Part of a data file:
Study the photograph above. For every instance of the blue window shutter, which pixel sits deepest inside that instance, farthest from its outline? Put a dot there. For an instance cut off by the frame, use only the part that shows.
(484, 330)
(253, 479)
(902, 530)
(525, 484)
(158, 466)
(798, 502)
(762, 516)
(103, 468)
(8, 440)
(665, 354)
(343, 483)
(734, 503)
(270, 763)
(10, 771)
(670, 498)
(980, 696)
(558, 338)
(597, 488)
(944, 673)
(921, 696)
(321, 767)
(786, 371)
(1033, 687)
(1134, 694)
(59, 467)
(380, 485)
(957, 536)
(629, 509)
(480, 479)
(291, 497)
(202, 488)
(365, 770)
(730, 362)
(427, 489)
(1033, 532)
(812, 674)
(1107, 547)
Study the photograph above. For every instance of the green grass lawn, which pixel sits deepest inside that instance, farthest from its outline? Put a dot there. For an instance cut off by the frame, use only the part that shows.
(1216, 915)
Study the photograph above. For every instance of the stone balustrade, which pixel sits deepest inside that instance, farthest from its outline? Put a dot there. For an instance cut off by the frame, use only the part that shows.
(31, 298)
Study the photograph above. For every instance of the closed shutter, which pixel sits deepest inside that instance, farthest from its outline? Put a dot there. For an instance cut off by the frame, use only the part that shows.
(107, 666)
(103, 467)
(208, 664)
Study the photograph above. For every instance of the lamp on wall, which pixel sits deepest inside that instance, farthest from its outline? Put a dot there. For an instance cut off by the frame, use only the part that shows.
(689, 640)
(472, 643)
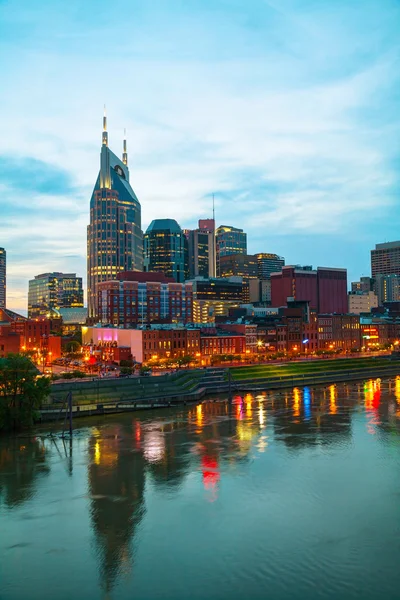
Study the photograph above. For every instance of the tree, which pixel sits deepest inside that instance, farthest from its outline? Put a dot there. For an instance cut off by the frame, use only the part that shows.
(184, 361)
(21, 392)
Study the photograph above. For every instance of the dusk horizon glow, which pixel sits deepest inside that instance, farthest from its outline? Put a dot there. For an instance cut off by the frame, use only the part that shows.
(286, 111)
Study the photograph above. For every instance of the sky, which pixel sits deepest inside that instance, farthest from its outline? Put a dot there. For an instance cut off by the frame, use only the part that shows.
(287, 110)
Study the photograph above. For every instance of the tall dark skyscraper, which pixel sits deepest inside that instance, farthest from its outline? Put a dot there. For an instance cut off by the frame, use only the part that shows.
(3, 256)
(165, 248)
(385, 259)
(229, 240)
(201, 247)
(268, 263)
(114, 236)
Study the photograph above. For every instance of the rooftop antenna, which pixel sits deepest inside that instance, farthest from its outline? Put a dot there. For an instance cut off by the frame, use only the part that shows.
(213, 211)
(105, 134)
(125, 153)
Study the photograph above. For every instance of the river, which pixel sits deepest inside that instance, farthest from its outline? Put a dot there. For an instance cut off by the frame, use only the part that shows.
(283, 495)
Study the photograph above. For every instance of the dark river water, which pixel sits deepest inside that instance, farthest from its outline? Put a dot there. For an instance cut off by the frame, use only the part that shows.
(289, 495)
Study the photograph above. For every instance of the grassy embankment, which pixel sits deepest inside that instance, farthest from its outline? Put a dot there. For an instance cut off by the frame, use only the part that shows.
(298, 369)
(112, 390)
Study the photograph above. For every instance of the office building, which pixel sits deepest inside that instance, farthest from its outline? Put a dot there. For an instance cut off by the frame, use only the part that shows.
(136, 299)
(362, 302)
(238, 265)
(325, 288)
(114, 235)
(201, 249)
(3, 286)
(385, 259)
(268, 263)
(229, 240)
(365, 285)
(49, 292)
(214, 297)
(387, 288)
(165, 249)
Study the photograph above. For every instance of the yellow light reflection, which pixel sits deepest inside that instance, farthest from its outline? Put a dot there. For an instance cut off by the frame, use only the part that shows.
(97, 453)
(199, 415)
(332, 399)
(261, 415)
(296, 402)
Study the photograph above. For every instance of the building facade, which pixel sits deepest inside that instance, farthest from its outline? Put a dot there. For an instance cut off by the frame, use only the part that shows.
(49, 292)
(268, 263)
(365, 285)
(144, 344)
(201, 249)
(362, 302)
(385, 259)
(387, 288)
(141, 298)
(238, 265)
(165, 249)
(229, 240)
(325, 288)
(114, 235)
(3, 279)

### Prompt
Repeat only the lines running from the line that contains "Study the photograph above. For every instance of the dark" through the last line above, inclusive.

### Final result
Study the photograph above. For every instance of the dark river water, which pixel sits deepest inside that instance, farthest from its outline? Put a dot there. For an instance cut off by the frame, use only the part that shows.
(289, 495)
Study the photograph above. For every instance of the grassy embankment, which pixel sits deepest inside that instance, farthest from its outline? Put a dot there. For an instance cut off by the frame, use only the part that shows.
(298, 369)
(112, 390)
Study the photograph above. For every instance of the office building, which pixel sits deepest inside that instance, farthest from its outline? Put a dot there. For an instance cut off by the frame, use only the part that shows.
(136, 299)
(362, 302)
(238, 265)
(325, 288)
(114, 235)
(201, 249)
(3, 286)
(385, 259)
(268, 263)
(229, 240)
(365, 285)
(49, 292)
(214, 297)
(387, 288)
(165, 249)
Study the photograph above. For every instance of the yellow light reflection, which pixel sits deepest inside that instance, farthest from its outline? Put a dot there. For an instance cut off by the frame, use only the part that shows.
(97, 453)
(199, 415)
(332, 399)
(261, 415)
(296, 402)
Study the photograph above. For every instance of the building facade, which pixel sits deepest inside that instance, farthest from its outline? Put a dot there. For an instance cut off by the frame, use only the part that shows.
(49, 292)
(268, 263)
(365, 285)
(144, 344)
(201, 249)
(362, 302)
(385, 259)
(387, 288)
(141, 298)
(238, 265)
(165, 249)
(229, 240)
(325, 288)
(114, 235)
(3, 279)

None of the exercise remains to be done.